Directions for this task: Print the data that follows without changing a single word.

Data for the task START

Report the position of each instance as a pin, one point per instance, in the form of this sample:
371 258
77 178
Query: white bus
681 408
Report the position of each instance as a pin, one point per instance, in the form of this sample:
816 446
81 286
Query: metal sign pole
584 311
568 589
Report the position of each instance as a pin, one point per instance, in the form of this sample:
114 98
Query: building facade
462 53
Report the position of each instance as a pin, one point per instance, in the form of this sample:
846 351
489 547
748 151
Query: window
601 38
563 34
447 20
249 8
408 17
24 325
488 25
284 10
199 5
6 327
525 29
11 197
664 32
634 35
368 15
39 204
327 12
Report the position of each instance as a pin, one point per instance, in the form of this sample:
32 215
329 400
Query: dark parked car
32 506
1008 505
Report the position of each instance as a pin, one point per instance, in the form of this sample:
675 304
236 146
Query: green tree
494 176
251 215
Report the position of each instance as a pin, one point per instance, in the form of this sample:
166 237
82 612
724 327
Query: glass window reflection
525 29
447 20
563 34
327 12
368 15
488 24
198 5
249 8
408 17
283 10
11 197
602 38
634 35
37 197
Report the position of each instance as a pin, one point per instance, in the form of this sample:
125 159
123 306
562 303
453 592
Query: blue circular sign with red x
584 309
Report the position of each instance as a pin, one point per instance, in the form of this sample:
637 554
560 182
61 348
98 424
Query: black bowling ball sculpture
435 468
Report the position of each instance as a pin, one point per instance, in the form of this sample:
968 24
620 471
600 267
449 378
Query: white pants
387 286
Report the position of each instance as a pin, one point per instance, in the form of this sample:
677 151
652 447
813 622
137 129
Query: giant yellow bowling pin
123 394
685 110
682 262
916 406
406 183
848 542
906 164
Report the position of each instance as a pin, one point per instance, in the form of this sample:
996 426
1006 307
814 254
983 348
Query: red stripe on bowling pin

Data for the task END

Written solution:
Report the position of each instance as a pin, one point per instance, in the form of this sample:
371 258
77 178
Query: white bus
681 408
Report the position of each instance as a pin, one point per instance, in the form of this sample:
816 446
81 286
Query: metal sign pole
584 311
568 589
Report the position of each instance as a pin, one point per instance, in the form of this sample:
114 98
Query: building facade
462 53
Report the position of each instance as a pin, one point per instance, in the form of this sample:
846 351
489 547
748 151
Query: window
601 38
563 34
447 20
249 8
408 17
24 325
488 25
284 10
199 5
6 327
525 29
11 197
664 32
634 35
368 15
39 204
327 12
Report the position of each instance as a pin, one point per instance, in the form of this sample:
32 215
329 400
Query: dark parked car
32 506
1008 505
Report the position of each instance as a pin, one point per instance, in the form of this sample:
675 304
236 146
Query: green tree
494 176
251 215
Report the position of each instance as a pin, one point per instance, in the form of this sample:
166 237
82 612
724 327
Query: glass window reflection
525 29
447 20
563 34
327 12
368 15
488 24
198 5
249 8
408 17
283 10
11 197
602 38
634 35
37 197
Report the position of each instance as a pin, one point per instance, in the form of this sample:
125 159
123 306
562 303
453 592
Query: blue circular sign with red x
584 309
Report the position of each instance as a pin, one point per instance, in the form of this sample:
637 554
560 182
61 348
98 424
Query: black bowling ball sculpture
435 468
Report the position of each instance as a pin, one point per instance, in the form of this sample:
968 24
620 471
600 267
449 378
Query: white pants
387 286
Report the position of each instance as a pin, one point per instance, in the form of this sample:
677 151
652 447
813 622
137 129
Query: giant yellow bowling pin
123 394
685 110
682 262
916 406
406 183
848 542
906 164
Report the position of each instance as a pin, one point per instance, in the form of this sample:
996 426
1006 307
814 254
983 348
Query: red stripe on bowling pin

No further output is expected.